++++ Data for the task

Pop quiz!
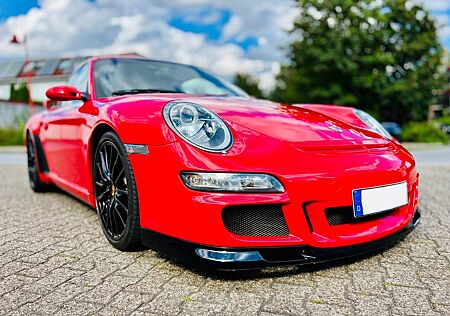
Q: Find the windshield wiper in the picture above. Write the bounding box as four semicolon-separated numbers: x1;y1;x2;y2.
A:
112;89;178;95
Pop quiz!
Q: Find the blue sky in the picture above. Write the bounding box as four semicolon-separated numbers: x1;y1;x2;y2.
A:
0;0;450;51
0;0;450;89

++++++++

◆ What needs to be done: Please write out all the entries above again, substituting "enclosing box" for every "bounding box" and keeping everything else unchanged. Leave the pictures out.

◆ Complete response:
Pop quiz!
Q: Find the windshield wiper in the picture above. Write the enclosing box as four semicolon-separated numbers: x1;y1;x2;y2.
A:
112;89;178;95
Pop quiz!
Q: Find the blue sky in the picture above. Write the enclosing box as four semicolon-separated numbers: x1;y1;x2;y2.
A:
0;0;450;51
0;0;450;89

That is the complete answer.